> **INSTRUCTIONS FOR THE TASK**
Repeat the stretch of items from the line containing "Using the image provided, detect the book." through the line containing "top-left (369, 248), bottom-right (403, 286)", keeping every line identical.

====== PROVIDED INFORMATION

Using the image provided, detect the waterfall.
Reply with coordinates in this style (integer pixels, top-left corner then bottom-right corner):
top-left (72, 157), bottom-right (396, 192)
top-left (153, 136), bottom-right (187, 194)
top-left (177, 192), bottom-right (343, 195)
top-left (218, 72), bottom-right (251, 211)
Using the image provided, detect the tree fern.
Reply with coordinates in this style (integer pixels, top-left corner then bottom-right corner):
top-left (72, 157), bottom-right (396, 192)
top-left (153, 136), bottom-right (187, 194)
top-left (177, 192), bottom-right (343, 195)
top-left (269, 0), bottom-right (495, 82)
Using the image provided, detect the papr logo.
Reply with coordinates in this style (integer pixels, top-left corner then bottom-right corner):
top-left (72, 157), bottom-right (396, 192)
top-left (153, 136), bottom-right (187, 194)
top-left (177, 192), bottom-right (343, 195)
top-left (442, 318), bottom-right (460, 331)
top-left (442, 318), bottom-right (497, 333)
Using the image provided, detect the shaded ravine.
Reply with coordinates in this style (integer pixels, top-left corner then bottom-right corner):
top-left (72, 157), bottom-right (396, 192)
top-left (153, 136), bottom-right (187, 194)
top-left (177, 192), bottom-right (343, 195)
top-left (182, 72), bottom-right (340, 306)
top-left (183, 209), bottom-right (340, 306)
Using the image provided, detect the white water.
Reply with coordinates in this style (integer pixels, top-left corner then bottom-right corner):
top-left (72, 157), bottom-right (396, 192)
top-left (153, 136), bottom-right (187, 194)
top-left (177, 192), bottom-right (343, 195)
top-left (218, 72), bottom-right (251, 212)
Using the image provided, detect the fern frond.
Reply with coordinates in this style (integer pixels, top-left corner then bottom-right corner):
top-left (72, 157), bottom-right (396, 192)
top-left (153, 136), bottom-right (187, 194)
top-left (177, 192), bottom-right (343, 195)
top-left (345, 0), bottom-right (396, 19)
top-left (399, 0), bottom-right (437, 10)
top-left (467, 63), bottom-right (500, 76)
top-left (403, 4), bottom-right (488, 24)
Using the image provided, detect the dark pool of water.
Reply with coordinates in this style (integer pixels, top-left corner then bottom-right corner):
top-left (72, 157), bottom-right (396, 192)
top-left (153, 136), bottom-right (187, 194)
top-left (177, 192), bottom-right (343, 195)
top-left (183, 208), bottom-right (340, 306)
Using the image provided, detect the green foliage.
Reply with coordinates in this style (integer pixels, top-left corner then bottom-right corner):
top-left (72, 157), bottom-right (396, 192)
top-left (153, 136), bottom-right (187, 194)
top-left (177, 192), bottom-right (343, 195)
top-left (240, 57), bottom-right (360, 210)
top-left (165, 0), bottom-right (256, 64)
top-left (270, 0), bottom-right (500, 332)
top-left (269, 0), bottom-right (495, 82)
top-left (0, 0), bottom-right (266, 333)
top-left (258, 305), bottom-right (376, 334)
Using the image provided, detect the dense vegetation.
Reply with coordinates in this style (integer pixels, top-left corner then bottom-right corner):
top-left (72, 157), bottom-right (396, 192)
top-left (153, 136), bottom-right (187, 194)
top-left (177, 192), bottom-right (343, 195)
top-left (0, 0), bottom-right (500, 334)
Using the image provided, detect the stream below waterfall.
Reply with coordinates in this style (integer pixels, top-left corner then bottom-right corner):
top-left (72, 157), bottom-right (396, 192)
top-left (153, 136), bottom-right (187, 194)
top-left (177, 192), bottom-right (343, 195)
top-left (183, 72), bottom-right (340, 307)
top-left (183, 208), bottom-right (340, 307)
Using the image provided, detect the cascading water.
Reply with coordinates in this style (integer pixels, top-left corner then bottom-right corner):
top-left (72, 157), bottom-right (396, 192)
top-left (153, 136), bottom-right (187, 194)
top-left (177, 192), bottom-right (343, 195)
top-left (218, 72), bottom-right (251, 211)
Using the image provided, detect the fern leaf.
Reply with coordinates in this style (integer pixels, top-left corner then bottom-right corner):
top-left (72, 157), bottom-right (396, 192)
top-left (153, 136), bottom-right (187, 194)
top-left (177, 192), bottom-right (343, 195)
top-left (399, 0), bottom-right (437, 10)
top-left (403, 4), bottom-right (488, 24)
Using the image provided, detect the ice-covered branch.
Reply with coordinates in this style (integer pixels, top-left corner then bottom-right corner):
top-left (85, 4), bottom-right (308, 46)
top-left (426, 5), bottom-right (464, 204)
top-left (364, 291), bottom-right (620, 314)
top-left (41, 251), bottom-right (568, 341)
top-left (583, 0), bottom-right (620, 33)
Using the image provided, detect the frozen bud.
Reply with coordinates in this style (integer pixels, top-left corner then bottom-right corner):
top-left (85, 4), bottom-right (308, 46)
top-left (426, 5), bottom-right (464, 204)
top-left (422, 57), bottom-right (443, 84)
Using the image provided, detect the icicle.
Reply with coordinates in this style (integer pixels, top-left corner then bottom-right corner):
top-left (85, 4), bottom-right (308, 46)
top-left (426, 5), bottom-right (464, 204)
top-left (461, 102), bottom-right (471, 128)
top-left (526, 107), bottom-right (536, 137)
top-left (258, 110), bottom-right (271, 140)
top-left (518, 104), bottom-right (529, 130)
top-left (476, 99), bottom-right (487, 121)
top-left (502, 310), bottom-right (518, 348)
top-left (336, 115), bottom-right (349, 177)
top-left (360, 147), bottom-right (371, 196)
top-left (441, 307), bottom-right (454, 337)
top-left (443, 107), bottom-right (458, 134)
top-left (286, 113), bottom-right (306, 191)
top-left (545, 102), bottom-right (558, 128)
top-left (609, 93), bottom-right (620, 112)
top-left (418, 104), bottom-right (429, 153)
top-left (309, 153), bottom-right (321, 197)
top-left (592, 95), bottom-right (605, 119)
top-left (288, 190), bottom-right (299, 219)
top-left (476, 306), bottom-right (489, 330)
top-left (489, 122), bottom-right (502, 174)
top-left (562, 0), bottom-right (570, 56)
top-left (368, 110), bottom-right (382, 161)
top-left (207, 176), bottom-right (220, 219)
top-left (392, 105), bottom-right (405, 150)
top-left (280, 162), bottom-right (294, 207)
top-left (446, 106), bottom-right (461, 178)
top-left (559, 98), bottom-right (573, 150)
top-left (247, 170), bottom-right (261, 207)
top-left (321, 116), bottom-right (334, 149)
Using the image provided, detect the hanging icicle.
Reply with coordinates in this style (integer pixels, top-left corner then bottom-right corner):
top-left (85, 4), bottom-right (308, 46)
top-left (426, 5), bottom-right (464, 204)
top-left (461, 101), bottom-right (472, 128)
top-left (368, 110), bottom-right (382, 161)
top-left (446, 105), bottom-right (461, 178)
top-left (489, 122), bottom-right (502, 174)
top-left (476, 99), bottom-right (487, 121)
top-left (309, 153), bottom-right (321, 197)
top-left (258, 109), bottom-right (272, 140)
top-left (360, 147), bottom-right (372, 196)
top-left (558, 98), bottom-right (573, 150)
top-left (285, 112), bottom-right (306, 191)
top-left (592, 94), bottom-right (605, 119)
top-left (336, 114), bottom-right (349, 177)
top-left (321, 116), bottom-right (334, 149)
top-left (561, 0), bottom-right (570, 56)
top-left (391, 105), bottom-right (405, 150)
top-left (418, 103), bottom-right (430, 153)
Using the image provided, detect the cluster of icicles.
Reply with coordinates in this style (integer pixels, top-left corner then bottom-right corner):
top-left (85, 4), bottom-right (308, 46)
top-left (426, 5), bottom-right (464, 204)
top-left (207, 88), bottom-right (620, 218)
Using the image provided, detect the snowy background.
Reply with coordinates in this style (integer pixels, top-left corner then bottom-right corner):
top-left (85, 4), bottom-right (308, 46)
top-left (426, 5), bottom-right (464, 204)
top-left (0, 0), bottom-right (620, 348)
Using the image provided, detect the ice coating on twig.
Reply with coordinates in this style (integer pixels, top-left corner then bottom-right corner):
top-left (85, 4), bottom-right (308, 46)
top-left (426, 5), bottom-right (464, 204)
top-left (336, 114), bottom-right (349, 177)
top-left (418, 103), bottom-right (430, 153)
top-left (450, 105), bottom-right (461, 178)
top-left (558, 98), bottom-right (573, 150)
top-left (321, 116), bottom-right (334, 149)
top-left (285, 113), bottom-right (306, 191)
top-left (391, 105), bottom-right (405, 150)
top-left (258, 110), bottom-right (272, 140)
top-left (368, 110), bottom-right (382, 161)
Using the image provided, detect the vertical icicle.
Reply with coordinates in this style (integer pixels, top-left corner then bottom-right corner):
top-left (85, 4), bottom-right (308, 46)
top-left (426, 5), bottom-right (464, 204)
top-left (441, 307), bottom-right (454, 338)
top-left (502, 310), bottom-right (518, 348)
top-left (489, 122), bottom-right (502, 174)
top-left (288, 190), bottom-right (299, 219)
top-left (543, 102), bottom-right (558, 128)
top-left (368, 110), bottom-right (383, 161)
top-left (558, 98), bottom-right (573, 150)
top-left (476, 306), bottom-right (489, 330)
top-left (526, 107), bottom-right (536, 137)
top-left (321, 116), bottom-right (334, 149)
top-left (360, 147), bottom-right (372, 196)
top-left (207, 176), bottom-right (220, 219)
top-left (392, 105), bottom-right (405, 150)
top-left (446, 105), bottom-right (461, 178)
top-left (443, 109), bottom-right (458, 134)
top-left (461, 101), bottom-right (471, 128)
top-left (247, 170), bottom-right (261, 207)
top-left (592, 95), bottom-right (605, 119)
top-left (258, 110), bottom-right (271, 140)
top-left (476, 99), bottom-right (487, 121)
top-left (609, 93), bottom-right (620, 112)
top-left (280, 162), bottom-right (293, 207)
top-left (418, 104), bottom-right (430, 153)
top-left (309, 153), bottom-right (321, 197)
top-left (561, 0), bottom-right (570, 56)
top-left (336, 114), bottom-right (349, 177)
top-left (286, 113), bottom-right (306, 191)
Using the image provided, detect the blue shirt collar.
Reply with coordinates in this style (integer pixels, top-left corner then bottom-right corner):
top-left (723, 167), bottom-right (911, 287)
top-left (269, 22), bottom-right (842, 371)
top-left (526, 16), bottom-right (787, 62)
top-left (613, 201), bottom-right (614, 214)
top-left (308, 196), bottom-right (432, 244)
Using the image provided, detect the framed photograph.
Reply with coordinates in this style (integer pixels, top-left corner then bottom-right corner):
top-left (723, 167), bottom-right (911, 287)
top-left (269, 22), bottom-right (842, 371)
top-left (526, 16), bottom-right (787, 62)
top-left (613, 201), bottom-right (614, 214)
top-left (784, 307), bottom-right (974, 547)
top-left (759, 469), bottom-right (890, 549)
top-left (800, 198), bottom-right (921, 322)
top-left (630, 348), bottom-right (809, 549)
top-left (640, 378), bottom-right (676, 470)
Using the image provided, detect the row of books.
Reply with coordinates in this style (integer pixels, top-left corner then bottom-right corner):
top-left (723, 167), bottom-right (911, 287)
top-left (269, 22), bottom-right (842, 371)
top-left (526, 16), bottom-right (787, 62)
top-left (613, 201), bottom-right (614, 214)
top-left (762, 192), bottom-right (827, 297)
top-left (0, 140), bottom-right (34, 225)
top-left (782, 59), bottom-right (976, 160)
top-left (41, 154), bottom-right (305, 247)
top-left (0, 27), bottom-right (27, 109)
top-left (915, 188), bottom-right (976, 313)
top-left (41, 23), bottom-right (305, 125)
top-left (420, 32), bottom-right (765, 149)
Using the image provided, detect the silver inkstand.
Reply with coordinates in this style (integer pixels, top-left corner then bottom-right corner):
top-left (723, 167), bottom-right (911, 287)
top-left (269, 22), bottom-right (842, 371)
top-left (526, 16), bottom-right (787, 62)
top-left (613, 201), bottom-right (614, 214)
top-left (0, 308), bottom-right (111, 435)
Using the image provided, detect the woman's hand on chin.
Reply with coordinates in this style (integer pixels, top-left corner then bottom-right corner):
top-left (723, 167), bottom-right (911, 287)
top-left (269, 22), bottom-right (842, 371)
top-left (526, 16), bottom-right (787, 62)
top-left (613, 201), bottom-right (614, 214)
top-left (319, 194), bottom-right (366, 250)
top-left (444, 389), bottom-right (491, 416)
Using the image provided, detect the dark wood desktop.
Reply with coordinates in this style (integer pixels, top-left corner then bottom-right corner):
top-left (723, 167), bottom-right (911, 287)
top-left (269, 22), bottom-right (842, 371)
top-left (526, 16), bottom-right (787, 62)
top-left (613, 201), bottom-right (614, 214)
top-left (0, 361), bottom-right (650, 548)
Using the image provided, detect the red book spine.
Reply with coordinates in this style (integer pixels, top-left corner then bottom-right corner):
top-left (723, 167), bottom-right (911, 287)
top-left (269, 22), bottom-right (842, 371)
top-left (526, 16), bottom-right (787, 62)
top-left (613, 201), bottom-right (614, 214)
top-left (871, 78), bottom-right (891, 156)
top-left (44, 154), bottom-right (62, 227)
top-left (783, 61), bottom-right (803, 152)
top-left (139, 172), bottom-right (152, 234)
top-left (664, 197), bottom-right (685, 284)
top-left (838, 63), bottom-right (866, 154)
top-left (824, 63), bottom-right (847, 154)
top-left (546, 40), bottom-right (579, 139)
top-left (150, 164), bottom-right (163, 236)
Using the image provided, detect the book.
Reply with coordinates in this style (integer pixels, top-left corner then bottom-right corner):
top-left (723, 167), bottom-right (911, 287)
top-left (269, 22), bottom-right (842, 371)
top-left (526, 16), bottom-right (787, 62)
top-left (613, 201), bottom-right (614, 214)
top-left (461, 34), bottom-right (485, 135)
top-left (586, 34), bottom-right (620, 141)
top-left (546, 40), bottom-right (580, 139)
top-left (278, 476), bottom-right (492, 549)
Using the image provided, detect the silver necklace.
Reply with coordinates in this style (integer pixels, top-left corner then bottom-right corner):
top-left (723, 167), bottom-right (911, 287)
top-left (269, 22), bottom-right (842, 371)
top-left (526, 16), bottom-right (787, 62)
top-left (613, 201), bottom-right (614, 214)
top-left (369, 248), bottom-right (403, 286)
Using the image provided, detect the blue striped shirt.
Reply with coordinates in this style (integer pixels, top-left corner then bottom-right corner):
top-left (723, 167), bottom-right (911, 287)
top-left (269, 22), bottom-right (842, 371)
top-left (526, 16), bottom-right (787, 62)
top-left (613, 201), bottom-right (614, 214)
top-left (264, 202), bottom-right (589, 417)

============

> **EXERCISE ANSWER**
Using the image provided, detect the book.
Reply with coordinates in this style (integer pixels, top-left corner then bottom-right corner):
top-left (723, 167), bottom-right (911, 287)
top-left (269, 22), bottom-right (842, 371)
top-left (526, 16), bottom-right (787, 62)
top-left (613, 201), bottom-right (614, 214)
top-left (461, 34), bottom-right (485, 135)
top-left (586, 34), bottom-right (620, 141)
top-left (546, 40), bottom-right (580, 139)
top-left (278, 476), bottom-right (492, 549)
Using the image provided, detect the silver necklace.
Reply with coordinates in this style (integer pixels, top-left corner then bottom-right corner):
top-left (723, 167), bottom-right (911, 287)
top-left (269, 22), bottom-right (842, 371)
top-left (526, 16), bottom-right (787, 62)
top-left (613, 201), bottom-right (614, 214)
top-left (369, 248), bottom-right (403, 286)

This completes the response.